An Empirical Study of Collective Behaviors and Social Dynamics in Large Language Model Agents
A year-long simulation of 32K AI agents on a social platform reveals amplified biases and novel toxicity patterns.
Researchers from Cornell University, Farnoosh Hashemi and Michael W. Macy, have published a groundbreaking empirical study on the social dynamics of Large Language Model (LLM) agents. The paper, accepted at EACL 2026, investigates whether repeated interactions among AI agents amplify biases or lead to exclusionary behaviors, a critical question as LLMs increasingly mediate human social and political spaces. To explore this, the team created a simulated LLM-driven social media platform, analyzing a massive dataset of 7 million posts and interactions among 32,000 AI agents, dubbed 'Chirpers,' over a full year.
The study yielded two major findings with significant implications for AI safety and alignment. First, the LLM agents exhibited fundamental human-like social phenomena, including homophily (bonding with similar agents) and social influence. However, their patterns of toxic language generation showed distinct structural differences from human behavior, suggesting AI systems may develop novel, unpredictable forms of harmful interaction. In response, the researchers developed and presented Chain of Social Thought (CoST), a simple yet effective prompting method designed to remind LLM agents to avoid harmful posting, offering a practical tool for mitigating these emergent risks in multi-agent AI systems.

Items from a data source:
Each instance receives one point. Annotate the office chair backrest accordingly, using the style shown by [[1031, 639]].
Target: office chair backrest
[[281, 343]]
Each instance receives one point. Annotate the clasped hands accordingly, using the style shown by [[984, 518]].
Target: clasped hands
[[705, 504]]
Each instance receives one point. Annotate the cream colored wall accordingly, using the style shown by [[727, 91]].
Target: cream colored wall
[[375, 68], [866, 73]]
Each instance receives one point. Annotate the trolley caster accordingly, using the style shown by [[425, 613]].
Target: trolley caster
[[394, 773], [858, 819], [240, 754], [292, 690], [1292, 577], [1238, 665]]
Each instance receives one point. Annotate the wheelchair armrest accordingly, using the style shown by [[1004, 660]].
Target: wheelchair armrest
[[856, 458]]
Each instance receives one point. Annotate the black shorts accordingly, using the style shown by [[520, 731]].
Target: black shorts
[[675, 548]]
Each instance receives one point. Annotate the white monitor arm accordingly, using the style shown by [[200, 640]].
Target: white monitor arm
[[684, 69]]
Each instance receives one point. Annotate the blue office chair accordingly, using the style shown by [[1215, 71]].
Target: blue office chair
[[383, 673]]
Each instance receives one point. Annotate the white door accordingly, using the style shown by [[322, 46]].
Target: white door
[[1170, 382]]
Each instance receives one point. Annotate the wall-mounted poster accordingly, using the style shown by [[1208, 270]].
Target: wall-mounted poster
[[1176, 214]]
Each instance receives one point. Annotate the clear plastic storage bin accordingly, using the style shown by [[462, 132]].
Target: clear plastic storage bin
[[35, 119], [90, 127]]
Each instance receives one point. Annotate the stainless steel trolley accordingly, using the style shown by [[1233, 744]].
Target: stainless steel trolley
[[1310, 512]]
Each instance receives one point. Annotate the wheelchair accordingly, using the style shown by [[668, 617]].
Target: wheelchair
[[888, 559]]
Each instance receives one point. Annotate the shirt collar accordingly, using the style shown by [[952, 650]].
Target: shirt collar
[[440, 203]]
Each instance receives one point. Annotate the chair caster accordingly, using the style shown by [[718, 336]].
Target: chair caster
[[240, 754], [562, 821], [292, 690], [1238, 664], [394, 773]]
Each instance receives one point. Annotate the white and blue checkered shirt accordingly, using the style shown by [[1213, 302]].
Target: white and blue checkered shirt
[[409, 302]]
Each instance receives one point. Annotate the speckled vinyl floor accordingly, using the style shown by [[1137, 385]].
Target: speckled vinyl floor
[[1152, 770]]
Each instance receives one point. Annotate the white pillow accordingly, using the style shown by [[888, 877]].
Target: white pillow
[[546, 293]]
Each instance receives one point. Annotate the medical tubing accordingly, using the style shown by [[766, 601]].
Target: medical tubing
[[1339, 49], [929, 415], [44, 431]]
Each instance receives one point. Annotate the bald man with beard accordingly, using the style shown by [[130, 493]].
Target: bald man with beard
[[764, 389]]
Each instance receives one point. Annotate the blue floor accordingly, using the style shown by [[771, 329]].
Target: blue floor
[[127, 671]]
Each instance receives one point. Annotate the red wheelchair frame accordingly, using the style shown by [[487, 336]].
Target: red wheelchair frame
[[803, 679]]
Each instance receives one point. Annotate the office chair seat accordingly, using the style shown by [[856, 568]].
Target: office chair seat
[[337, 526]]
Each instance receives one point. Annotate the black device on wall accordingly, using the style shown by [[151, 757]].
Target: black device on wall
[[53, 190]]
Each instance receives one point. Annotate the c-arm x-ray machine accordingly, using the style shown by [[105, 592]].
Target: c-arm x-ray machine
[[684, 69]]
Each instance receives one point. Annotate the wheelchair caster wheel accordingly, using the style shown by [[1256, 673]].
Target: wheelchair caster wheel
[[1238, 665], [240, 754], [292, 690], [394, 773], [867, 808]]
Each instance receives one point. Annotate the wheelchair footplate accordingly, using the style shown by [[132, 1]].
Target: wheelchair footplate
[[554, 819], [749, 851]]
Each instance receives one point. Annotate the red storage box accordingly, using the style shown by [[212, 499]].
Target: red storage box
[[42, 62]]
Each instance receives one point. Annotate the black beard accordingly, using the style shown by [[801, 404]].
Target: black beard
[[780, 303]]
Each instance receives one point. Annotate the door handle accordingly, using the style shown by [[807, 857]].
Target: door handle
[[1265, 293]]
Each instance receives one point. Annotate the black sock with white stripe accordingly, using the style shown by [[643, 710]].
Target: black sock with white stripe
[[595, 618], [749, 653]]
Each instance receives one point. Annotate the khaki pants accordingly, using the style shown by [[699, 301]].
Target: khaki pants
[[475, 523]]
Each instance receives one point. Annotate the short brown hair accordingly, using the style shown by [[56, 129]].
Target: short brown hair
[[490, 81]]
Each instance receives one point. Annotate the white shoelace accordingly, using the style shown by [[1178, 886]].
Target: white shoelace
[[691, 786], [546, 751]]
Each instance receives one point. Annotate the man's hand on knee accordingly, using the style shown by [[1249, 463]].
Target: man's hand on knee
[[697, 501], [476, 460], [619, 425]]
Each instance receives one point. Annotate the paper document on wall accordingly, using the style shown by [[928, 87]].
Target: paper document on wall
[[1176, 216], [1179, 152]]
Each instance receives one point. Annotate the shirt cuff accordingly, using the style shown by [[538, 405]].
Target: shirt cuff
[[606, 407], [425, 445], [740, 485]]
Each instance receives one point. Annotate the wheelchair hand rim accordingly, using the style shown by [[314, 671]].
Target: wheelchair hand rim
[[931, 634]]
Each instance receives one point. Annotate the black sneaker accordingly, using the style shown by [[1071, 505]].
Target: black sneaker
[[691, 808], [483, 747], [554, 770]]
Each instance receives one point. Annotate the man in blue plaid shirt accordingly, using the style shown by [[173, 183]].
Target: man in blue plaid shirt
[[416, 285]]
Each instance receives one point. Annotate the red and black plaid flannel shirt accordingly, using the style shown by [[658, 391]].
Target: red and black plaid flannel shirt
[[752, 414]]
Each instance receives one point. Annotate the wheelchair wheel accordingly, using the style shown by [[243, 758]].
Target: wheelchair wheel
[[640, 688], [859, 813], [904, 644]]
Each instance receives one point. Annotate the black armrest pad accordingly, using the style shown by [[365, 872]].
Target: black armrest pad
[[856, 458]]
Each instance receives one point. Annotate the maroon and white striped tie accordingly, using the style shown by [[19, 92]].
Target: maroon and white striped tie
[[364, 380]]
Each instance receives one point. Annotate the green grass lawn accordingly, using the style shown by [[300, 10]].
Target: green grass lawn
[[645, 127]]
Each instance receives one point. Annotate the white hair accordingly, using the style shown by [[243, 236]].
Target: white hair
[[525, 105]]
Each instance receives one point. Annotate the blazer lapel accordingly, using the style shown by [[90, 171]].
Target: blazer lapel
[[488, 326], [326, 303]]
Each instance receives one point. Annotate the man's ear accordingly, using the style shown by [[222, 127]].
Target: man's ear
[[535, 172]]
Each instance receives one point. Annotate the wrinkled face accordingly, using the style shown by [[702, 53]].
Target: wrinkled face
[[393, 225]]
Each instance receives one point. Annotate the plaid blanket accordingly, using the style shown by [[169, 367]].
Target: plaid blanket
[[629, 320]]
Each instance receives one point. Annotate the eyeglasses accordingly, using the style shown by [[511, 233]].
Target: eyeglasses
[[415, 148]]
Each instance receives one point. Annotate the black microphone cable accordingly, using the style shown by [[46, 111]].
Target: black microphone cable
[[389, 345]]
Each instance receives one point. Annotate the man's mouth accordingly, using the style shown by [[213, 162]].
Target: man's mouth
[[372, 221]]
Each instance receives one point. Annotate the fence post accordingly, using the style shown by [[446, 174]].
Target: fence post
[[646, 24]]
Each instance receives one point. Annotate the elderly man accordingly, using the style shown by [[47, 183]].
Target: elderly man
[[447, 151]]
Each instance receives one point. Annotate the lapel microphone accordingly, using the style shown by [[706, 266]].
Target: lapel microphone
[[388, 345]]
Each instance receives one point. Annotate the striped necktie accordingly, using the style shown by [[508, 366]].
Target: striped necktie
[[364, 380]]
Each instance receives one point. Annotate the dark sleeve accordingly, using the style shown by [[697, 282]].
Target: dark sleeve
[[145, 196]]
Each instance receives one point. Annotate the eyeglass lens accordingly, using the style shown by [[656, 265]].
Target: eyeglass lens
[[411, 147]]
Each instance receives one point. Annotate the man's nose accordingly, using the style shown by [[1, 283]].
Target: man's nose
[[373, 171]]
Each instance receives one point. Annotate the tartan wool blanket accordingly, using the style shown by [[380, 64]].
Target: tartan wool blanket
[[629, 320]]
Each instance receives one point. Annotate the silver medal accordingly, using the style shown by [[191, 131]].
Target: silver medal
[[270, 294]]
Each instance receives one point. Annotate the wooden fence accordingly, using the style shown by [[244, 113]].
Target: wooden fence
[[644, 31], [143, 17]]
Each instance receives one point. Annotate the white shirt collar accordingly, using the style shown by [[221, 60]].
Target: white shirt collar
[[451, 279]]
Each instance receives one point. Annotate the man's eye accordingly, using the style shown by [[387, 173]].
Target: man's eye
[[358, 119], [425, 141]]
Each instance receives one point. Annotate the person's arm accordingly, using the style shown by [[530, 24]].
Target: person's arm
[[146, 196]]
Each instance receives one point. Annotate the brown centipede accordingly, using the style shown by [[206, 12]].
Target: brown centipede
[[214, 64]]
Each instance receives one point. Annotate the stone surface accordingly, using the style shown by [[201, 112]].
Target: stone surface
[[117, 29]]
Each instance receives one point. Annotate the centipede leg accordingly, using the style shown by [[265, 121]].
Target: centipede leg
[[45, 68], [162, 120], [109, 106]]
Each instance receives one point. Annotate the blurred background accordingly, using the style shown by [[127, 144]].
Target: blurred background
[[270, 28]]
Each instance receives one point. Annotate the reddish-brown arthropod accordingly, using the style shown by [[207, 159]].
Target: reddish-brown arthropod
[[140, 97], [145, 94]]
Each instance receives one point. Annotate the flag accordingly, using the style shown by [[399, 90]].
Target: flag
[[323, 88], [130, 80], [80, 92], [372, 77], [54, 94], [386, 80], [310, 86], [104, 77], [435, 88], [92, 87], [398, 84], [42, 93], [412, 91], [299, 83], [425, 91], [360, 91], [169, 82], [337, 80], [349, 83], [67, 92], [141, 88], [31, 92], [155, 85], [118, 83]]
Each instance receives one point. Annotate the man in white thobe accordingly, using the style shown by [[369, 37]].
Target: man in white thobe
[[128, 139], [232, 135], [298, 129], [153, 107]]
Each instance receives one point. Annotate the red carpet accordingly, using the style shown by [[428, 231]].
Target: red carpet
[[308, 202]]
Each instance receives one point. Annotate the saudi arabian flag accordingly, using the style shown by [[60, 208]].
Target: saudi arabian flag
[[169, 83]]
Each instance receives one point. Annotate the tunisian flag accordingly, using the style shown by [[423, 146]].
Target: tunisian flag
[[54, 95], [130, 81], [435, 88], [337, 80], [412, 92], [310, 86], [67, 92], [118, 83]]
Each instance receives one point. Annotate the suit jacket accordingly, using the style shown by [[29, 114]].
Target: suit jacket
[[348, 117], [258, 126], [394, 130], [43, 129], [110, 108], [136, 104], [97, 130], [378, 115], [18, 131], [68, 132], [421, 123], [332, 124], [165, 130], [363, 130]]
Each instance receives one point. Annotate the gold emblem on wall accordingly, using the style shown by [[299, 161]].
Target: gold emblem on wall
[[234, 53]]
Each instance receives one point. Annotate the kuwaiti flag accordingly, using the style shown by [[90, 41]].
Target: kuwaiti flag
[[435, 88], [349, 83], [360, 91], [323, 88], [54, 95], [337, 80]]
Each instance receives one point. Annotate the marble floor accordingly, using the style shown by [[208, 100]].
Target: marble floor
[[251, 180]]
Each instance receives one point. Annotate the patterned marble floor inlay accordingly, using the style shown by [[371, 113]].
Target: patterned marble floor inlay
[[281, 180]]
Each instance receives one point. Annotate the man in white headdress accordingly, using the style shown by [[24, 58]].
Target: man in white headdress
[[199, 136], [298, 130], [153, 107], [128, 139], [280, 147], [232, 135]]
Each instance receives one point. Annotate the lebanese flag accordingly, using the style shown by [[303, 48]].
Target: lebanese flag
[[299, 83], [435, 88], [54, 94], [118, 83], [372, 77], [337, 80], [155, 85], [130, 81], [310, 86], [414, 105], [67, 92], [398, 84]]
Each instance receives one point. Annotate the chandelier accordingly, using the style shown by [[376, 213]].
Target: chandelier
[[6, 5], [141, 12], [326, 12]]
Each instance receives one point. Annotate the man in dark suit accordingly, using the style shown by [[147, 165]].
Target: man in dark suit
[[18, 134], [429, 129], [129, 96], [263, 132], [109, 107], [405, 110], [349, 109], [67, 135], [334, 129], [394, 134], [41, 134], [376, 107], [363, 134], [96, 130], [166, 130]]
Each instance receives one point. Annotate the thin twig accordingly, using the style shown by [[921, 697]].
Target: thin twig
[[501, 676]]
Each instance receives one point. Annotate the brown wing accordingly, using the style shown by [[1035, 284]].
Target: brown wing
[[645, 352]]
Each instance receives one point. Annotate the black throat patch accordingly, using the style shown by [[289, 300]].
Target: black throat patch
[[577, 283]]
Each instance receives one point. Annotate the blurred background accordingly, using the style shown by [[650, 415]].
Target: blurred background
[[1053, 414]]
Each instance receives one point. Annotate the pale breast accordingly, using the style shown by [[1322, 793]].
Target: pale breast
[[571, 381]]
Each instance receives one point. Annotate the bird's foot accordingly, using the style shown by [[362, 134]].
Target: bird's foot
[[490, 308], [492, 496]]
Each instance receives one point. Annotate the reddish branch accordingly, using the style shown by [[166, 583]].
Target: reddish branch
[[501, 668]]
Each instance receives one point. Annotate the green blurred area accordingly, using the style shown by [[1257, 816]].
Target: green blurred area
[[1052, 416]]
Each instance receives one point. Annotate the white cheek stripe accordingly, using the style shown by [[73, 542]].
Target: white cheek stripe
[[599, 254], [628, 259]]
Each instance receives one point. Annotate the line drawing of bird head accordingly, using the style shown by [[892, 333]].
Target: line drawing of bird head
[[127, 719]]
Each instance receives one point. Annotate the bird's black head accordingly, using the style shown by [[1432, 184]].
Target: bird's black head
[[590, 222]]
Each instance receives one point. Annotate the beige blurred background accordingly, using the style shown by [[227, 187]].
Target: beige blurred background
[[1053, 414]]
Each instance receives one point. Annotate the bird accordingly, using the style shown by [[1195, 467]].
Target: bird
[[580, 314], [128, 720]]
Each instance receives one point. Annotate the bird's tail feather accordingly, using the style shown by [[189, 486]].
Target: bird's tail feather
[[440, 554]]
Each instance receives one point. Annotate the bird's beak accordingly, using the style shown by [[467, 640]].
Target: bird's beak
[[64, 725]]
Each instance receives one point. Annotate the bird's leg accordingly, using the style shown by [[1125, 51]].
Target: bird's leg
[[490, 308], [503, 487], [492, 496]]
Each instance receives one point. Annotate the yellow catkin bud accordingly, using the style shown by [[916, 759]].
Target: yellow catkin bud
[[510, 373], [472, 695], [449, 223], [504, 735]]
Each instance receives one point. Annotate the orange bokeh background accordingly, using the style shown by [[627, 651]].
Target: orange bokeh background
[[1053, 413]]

**ACTIVITY LIST**
A. In the page excerpt on the AI agent study, what is the prompting method the researchers developed called?
B. Print the page excerpt on the AI agent study from "An Empirical Study" to "a full year.".
C. Write what comes next in the page excerpt on the AI agent study, picking up after its final sentence.

**RESULTS FOR THE EXERCISE**
A. Chain of Social Thought (CoST)

B.
An Empirical Study of Collective Behaviors and Social Dynamics in Large Language Model Agents
A year-long simulation of 32K AI agents on a social platform reveals amplified biases and novel toxicity patterns.
Researchers from Cornell University, Farnoosh Hashemi and Michael W. Macy, have published a groundbreaking empirical study on the social dynamics of Large Language Model (LLM) agents. The paper, accepted at EACL 2026, investigates whether repeated interactions among AI agents amplify biases or lead to exclusionary behaviors, a critical question as LLMs increasingly mediate human social and political spaces. To explore this, the team created a simulated LLM-driven social media platform, analyzing a massive dataset of 7 million posts and interactions among 32,000 AI agents, dubbed 'Chirpers,' over a full year.

C.
- Simulated 32,000 LLM agents (Chirpers) on a social platform for a year, analyzing 7 million posts.
- Found AI agents exhibit human-like homophily but develop distinct, non-human structural patterns in toxic language.
- Proposed 'Chain of Social Thought' (CoST) as a prompting method to reduce harmful agent behaviors.
Why It Matters
As AI agents become social mediators, understanding and controlling their collective biases is crucial for safe deployment.